### Your instructions
Convert the rows below into a two-column CSV headed text and answer, with one line for each row. Put each field in double quotes, replace line breaks inside a field with spaces, and leave the pictures out.

[Data lines start]

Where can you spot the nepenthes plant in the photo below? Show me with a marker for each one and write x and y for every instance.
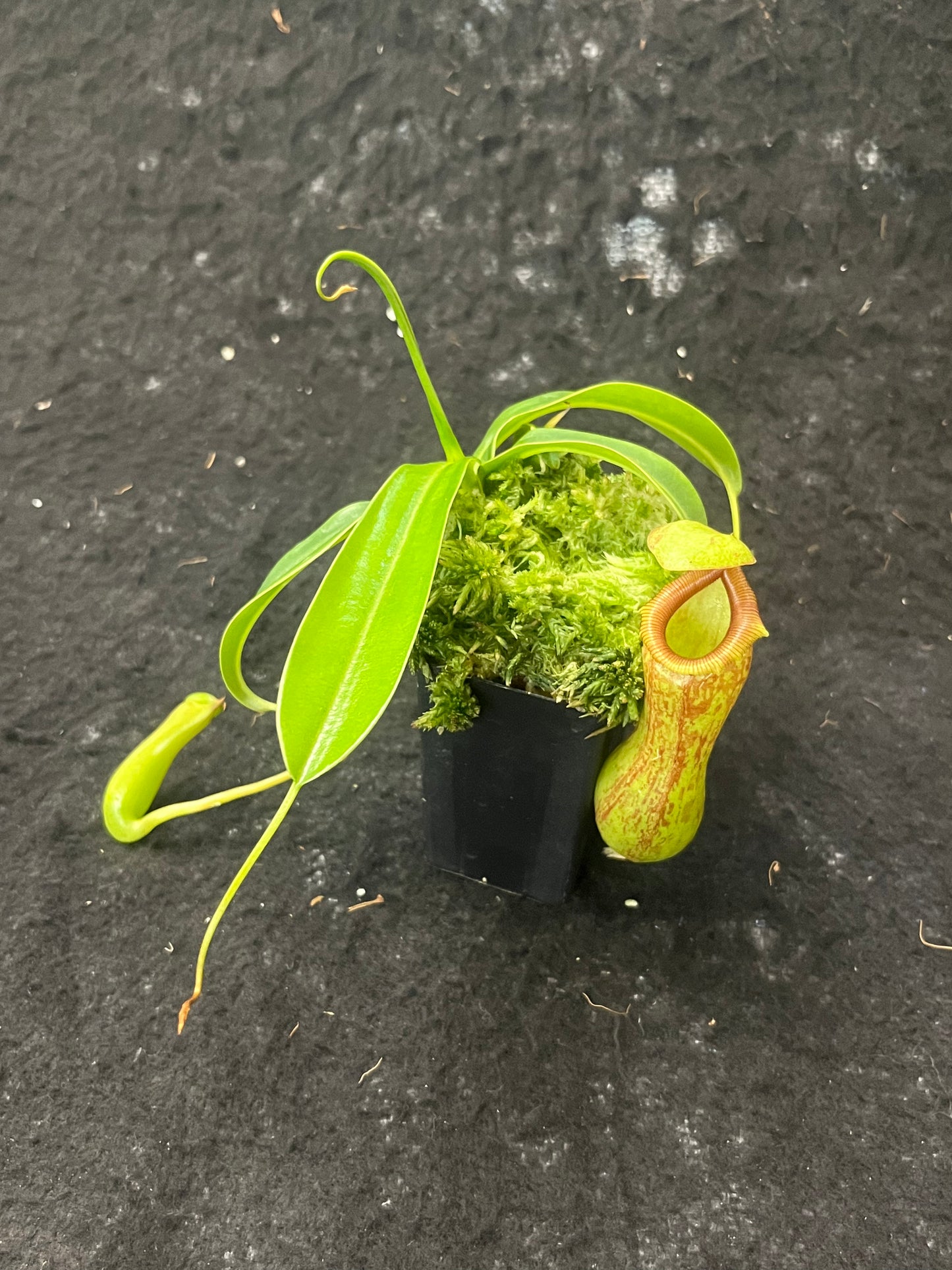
(353, 644)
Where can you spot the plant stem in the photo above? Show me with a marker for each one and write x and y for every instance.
(172, 811)
(451, 446)
(275, 824)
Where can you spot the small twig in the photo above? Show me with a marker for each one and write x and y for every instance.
(367, 904)
(943, 948)
(608, 1010)
(371, 1071)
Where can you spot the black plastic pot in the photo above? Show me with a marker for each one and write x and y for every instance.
(509, 801)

[Data lines end]

### Exercise output
text,answer
"Where can you spot the nepenthes plant in the photo below? Show me with a marker for each one and write x and y for every instance.","(353, 644)"
"Where can you spot the plant stem in the photo above? Show me with a marker for each one and write x and y for every instance.","(172, 811) (451, 446) (275, 824)"
"Where can you spot the small twig in the photo above? Show me with a marker for each one and write x and y for every instance.","(367, 904) (943, 948) (608, 1010) (371, 1071)"
"Where can you spot the black plastic pot in the photo above? Show me with a marker for each one and write x and y for every instance.","(509, 801)"